§ **WHAT YOU NEED TO DO**
Transcribe the records below exactly as they appear, omitting any pictures.

§ **SUPPLIED MATERIAL**
= Beginning of Section =
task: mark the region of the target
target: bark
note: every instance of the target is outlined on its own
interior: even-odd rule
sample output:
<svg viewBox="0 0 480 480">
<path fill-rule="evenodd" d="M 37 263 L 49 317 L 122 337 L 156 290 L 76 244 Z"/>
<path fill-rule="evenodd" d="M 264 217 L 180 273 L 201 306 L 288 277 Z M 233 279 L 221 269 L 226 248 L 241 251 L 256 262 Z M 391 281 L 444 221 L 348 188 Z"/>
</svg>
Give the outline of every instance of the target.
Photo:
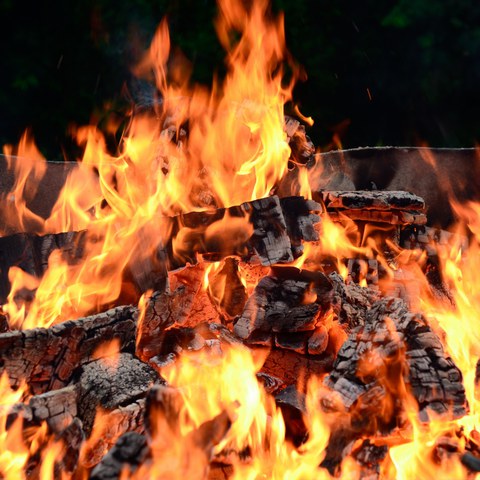
<svg viewBox="0 0 480 480">
<path fill-rule="evenodd" d="M 116 307 L 104 313 L 0 334 L 0 362 L 12 383 L 26 381 L 32 394 L 66 386 L 74 371 L 92 360 L 105 342 L 116 339 L 120 350 L 135 344 L 136 309 Z"/>
</svg>

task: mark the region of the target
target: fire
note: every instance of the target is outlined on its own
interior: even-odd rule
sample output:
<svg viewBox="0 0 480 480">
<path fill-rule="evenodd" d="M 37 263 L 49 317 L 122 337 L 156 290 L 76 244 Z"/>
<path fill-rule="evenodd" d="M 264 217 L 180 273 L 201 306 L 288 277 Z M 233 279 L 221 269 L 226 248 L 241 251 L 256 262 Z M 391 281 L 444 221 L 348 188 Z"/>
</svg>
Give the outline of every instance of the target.
<svg viewBox="0 0 480 480">
<path fill-rule="evenodd" d="M 175 260 L 187 264 L 192 261 L 187 255 L 191 245 L 198 247 L 195 260 L 199 261 L 203 261 L 201 253 L 206 244 L 214 256 L 227 260 L 231 260 L 230 255 L 243 257 L 248 253 L 245 244 L 255 233 L 254 227 L 246 215 L 232 215 L 228 207 L 271 195 L 285 176 L 291 151 L 284 131 L 284 106 L 292 98 L 299 69 L 286 50 L 283 18 L 271 14 L 267 0 L 257 0 L 248 7 L 239 0 L 221 0 L 216 29 L 226 51 L 227 74 L 223 82 L 217 79 L 207 91 L 191 85 L 184 64 L 167 70 L 170 39 L 168 25 L 162 21 L 136 68 L 138 75 L 153 72 L 162 108 L 155 114 L 132 116 L 115 152 L 96 127 L 77 128 L 74 134 L 84 149 L 83 158 L 71 171 L 48 219 L 29 209 L 46 171 L 45 159 L 28 132 L 17 149 L 5 147 L 9 167 L 15 171 L 11 191 L 0 198 L 9 227 L 42 235 L 85 230 L 75 245 L 78 255 L 54 250 L 40 279 L 17 267 L 10 269 L 11 292 L 2 311 L 11 327 L 48 327 L 115 304 L 124 293 L 125 283 L 131 281 L 129 276 L 135 277 L 135 266 L 140 265 L 137 269 L 142 270 L 142 265 L 154 263 L 169 248 Z M 288 81 L 287 69 L 293 71 Z M 311 123 L 295 108 L 298 117 Z M 422 155 L 435 165 L 430 152 L 424 150 Z M 313 175 L 307 167 L 298 167 L 295 192 L 311 199 L 310 182 L 316 181 Z M 211 223 L 190 226 L 183 215 L 199 211 L 215 215 L 222 207 L 221 218 Z M 381 432 L 369 432 L 372 442 L 387 444 L 391 440 L 389 455 L 382 463 L 383 479 L 465 478 L 466 469 L 458 455 L 435 455 L 442 451 L 444 438 L 455 438 L 456 453 L 466 451 L 468 441 L 478 443 L 480 205 L 454 207 L 469 230 L 471 243 L 468 251 L 463 243 L 438 249 L 439 268 L 451 294 L 448 300 L 432 295 L 422 271 L 427 261 L 425 252 L 402 250 L 391 242 L 381 245 L 374 227 L 367 224 L 360 231 L 342 214 L 334 221 L 325 213 L 320 240 L 305 245 L 303 255 L 291 264 L 299 269 L 327 271 L 322 262 L 328 259 L 334 270 L 352 282 L 347 262 L 355 258 L 360 266 L 358 283 L 367 287 L 367 262 L 374 259 L 384 270 L 379 282 L 384 292 L 388 292 L 395 275 L 408 273 L 420 285 L 416 300 L 421 312 L 445 338 L 446 349 L 462 371 L 470 412 L 460 419 L 435 418 L 423 424 L 418 418 L 418 405 L 399 377 L 395 380 L 400 385 L 382 385 L 391 394 L 382 405 L 385 416 L 392 415 L 392 397 L 399 393 L 404 416 L 396 437 L 392 434 L 388 439 Z M 225 297 L 230 285 L 223 271 L 227 260 L 212 261 L 201 271 L 203 293 L 207 292 L 219 309 L 228 303 Z M 238 279 L 246 294 L 251 294 L 268 268 L 235 261 Z M 163 263 L 161 266 L 166 267 Z M 133 290 L 131 297 L 145 304 L 147 296 L 141 297 L 145 292 L 137 284 Z M 316 300 L 317 293 L 307 290 L 304 304 Z M 137 340 L 142 335 L 144 317 L 143 312 Z M 330 338 L 337 352 L 337 343 L 343 342 L 346 334 L 334 317 L 333 309 L 329 310 L 327 325 L 323 326 L 338 330 L 336 340 Z M 92 359 L 108 357 L 109 365 L 115 368 L 119 349 L 119 342 L 113 341 L 97 350 Z M 300 446 L 293 445 L 287 438 L 281 409 L 256 377 L 265 355 L 229 347 L 216 353 L 183 354 L 163 368 L 161 374 L 168 388 L 179 394 L 175 418 L 151 412 L 151 459 L 137 472 L 124 473 L 123 477 L 201 479 L 213 455 L 233 452 L 234 480 L 331 478 L 319 465 L 325 459 L 330 435 L 339 423 L 348 420 L 347 412 L 327 413 L 322 407 L 327 395 L 322 378 L 310 379 L 302 418 L 308 435 Z M 357 373 L 371 377 L 380 368 L 388 370 L 388 362 L 384 365 L 380 360 L 375 353 L 366 355 Z M 39 450 L 39 476 L 43 480 L 53 478 L 63 445 L 49 438 L 46 425 L 28 435 L 21 418 L 7 426 L 9 409 L 25 399 L 27 387 L 12 391 L 4 375 L 0 392 L 2 478 L 26 478 L 29 459 Z M 84 466 L 90 466 L 93 446 L 105 439 L 114 441 L 109 421 L 109 413 L 99 410 L 81 452 Z M 222 435 L 214 432 L 207 438 L 203 431 L 209 431 L 209 422 L 216 421 L 221 423 Z M 363 440 L 356 438 L 348 447 L 353 449 Z M 359 478 L 360 474 L 353 457 L 347 457 L 339 473 L 341 478 Z"/>
<path fill-rule="evenodd" d="M 51 217 L 36 221 L 35 231 L 88 229 L 88 248 L 73 265 L 52 255 L 28 317 L 21 319 L 17 312 L 16 325 L 49 326 L 108 305 L 120 295 L 128 264 L 151 256 L 168 238 L 164 217 L 268 196 L 284 175 L 290 148 L 283 107 L 291 99 L 295 75 L 285 84 L 283 65 L 289 56 L 283 19 L 269 13 L 265 0 L 251 8 L 229 0 L 219 4 L 216 27 L 227 52 L 223 85 L 208 93 L 189 86 L 188 72 L 167 72 L 170 42 L 163 21 L 137 69 L 139 74 L 154 71 L 164 105 L 160 121 L 147 114 L 133 117 L 118 156 L 108 152 L 95 127 L 75 132 L 84 146 L 83 159 L 68 177 Z M 237 43 L 232 32 L 240 34 Z M 180 146 L 171 140 L 187 121 L 188 141 Z M 38 183 L 45 162 L 27 136 L 18 153 L 33 160 L 17 159 L 22 172 L 5 201 L 13 201 L 14 211 L 25 216 L 28 211 L 19 202 L 25 202 L 27 179 L 33 175 Z M 26 226 L 16 223 L 20 229 Z M 232 228 L 233 219 L 228 224 Z M 225 227 L 209 227 L 207 240 L 218 228 Z M 15 310 L 12 300 L 5 309 Z"/>
</svg>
= End of Section =
§ **PROBLEM SOLUTION**
task: mark the region of the target
target: bark
note: every instance of the target is outlined on its own
interior: even-odd rule
sample output:
<svg viewBox="0 0 480 480">
<path fill-rule="evenodd" d="M 37 263 L 49 317 L 122 337 L 156 290 L 76 244 Z"/>
<path fill-rule="evenodd" d="M 264 217 L 180 273 L 201 306 L 288 277 Z M 233 279 L 221 269 L 226 248 L 241 251 L 256 262 Z M 391 281 L 444 221 L 348 188 Z"/>
</svg>
Give the outline of every instance of the target.
Photo:
<svg viewBox="0 0 480 480">
<path fill-rule="evenodd" d="M 116 307 L 104 313 L 0 334 L 0 362 L 12 383 L 26 381 L 32 394 L 66 386 L 74 371 L 92 360 L 105 342 L 116 339 L 120 350 L 135 344 L 136 309 Z"/>
</svg>

task: mark the region of the target
target: fire
note: every instance of the target is outlined on its own
interior: even-odd rule
sample output:
<svg viewBox="0 0 480 480">
<path fill-rule="evenodd" d="M 37 263 L 49 317 L 122 337 L 156 290 L 76 244 Z"/>
<path fill-rule="evenodd" d="M 264 217 L 180 273 L 201 306 L 288 277 Z M 233 279 L 221 269 L 226 248 L 241 251 L 256 262 Z M 391 281 L 444 221 L 348 188 Z"/>
</svg>
Give the outline of every instance of the target.
<svg viewBox="0 0 480 480">
<path fill-rule="evenodd" d="M 175 260 L 187 264 L 192 261 L 187 255 L 191 245 L 198 247 L 195 260 L 199 261 L 203 261 L 201 253 L 206 244 L 214 256 L 227 260 L 231 260 L 230 255 L 243 257 L 248 253 L 245 244 L 255 233 L 254 227 L 246 215 L 232 215 L 228 207 L 271 195 L 285 176 L 291 151 L 284 131 L 284 106 L 292 98 L 299 69 L 286 50 L 283 18 L 271 14 L 267 0 L 257 0 L 248 7 L 239 0 L 221 0 L 216 29 L 226 51 L 227 74 L 223 82 L 217 79 L 207 91 L 191 85 L 184 64 L 167 70 L 170 39 L 168 25 L 162 21 L 136 68 L 138 75 L 153 72 L 162 108 L 155 114 L 132 116 L 115 152 L 96 127 L 77 128 L 74 134 L 84 149 L 83 158 L 71 171 L 48 219 L 29 209 L 46 171 L 45 159 L 28 132 L 17 149 L 5 147 L 9 167 L 15 171 L 11 191 L 0 198 L 9 227 L 42 235 L 85 230 L 75 245 L 78 255 L 54 250 L 40 279 L 17 267 L 10 269 L 11 292 L 2 311 L 11 327 L 48 327 L 115 304 L 124 293 L 125 283 L 131 281 L 129 276 L 135 277 L 135 266 L 140 265 L 137 269 L 142 270 L 142 265 L 154 263 L 169 248 Z M 288 81 L 287 69 L 293 71 Z M 311 123 L 295 108 L 298 117 Z M 422 155 L 435 165 L 430 152 L 424 150 Z M 313 175 L 307 167 L 298 167 L 295 192 L 311 199 L 310 182 L 316 181 Z M 211 223 L 190 226 L 183 215 L 199 211 L 215 215 L 222 207 L 221 218 Z M 381 432 L 369 432 L 372 442 L 387 444 L 391 440 L 389 455 L 382 463 L 383 479 L 465 478 L 466 469 L 458 455 L 435 455 L 442 451 L 444 438 L 455 438 L 456 453 L 466 451 L 468 441 L 478 443 L 480 205 L 454 207 L 469 230 L 471 243 L 468 251 L 463 243 L 438 249 L 439 268 L 451 294 L 448 300 L 432 295 L 422 271 L 427 261 L 425 252 L 402 250 L 391 242 L 381 245 L 374 227 L 367 224 L 360 231 L 342 214 L 334 221 L 325 213 L 320 240 L 305 245 L 303 255 L 291 264 L 299 269 L 327 271 L 322 262 L 328 259 L 334 270 L 352 282 L 347 262 L 355 258 L 360 266 L 358 283 L 367 287 L 367 262 L 374 259 L 384 270 L 379 282 L 384 292 L 388 292 L 395 275 L 408 273 L 420 285 L 416 300 L 421 312 L 445 338 L 446 349 L 462 371 L 470 412 L 460 419 L 435 418 L 423 424 L 418 418 L 418 405 L 399 377 L 395 380 L 400 385 L 382 385 L 391 394 L 382 405 L 385 416 L 392 415 L 392 397 L 399 393 L 404 416 L 396 437 L 392 434 L 388 439 Z M 225 297 L 230 285 L 223 271 L 227 260 L 212 261 L 201 271 L 203 293 L 207 292 L 219 309 L 228 303 Z M 238 279 L 246 294 L 251 294 L 268 268 L 235 261 Z M 163 263 L 161 266 L 166 267 Z M 133 290 L 131 297 L 145 304 L 147 296 L 141 297 L 145 292 L 137 284 Z M 316 300 L 317 293 L 307 290 L 304 304 Z M 137 340 L 142 335 L 144 317 L 143 312 Z M 330 338 L 337 352 L 337 343 L 343 342 L 346 334 L 334 317 L 333 309 L 329 310 L 327 325 L 323 326 L 338 330 L 336 340 Z M 92 359 L 108 357 L 109 365 L 115 368 L 119 349 L 119 342 L 113 341 L 97 350 Z M 300 446 L 293 445 L 287 438 L 281 409 L 256 377 L 265 355 L 229 347 L 216 353 L 183 354 L 163 368 L 161 374 L 168 388 L 179 394 L 175 418 L 151 412 L 151 459 L 137 472 L 124 473 L 123 477 L 201 479 L 213 455 L 233 452 L 234 480 L 331 478 L 319 465 L 325 459 L 330 435 L 339 423 L 348 420 L 347 412 L 327 413 L 322 407 L 327 395 L 322 378 L 310 379 L 302 418 L 308 435 Z M 357 373 L 371 377 L 380 368 L 388 370 L 388 362 L 384 365 L 380 360 L 375 353 L 366 355 Z M 39 450 L 39 476 L 43 480 L 53 478 L 63 445 L 49 438 L 46 425 L 28 435 L 21 418 L 7 426 L 9 409 L 25 399 L 27 387 L 12 391 L 4 375 L 0 392 L 2 478 L 26 478 L 29 459 Z M 84 466 L 90 466 L 93 446 L 105 439 L 114 441 L 109 421 L 109 413 L 99 410 L 81 452 Z M 222 435 L 214 432 L 207 438 L 203 431 L 209 431 L 209 422 L 216 421 L 221 423 Z M 363 440 L 356 438 L 348 447 L 353 449 Z M 359 478 L 360 474 L 353 457 L 347 457 L 339 473 L 341 478 Z"/>
<path fill-rule="evenodd" d="M 51 217 L 36 221 L 35 231 L 88 229 L 88 248 L 73 265 L 52 255 L 28 317 L 21 319 L 17 312 L 16 325 L 49 326 L 108 305 L 120 295 L 128 264 L 151 256 L 168 238 L 164 217 L 268 196 L 284 175 L 290 148 L 283 107 L 291 99 L 295 75 L 285 84 L 283 65 L 289 56 L 283 19 L 269 13 L 265 0 L 251 8 L 229 0 L 219 4 L 216 27 L 227 52 L 223 85 L 208 93 L 189 86 L 188 72 L 167 72 L 170 42 L 163 21 L 137 69 L 139 74 L 154 71 L 164 105 L 160 121 L 147 114 L 133 117 L 118 156 L 108 152 L 95 127 L 75 132 L 84 146 L 83 159 L 68 177 Z M 237 43 L 232 32 L 240 34 Z M 180 146 L 171 140 L 187 121 L 188 141 Z M 38 183 L 45 162 L 27 136 L 18 153 L 33 160 L 17 159 L 22 172 L 5 201 L 13 201 L 14 211 L 25 216 L 28 211 L 19 202 L 25 202 L 27 179 L 33 175 Z M 26 226 L 16 223 L 20 229 Z M 232 228 L 233 219 L 228 224 Z M 225 227 L 209 227 L 207 240 L 218 228 Z M 15 310 L 12 300 L 5 309 Z"/>
</svg>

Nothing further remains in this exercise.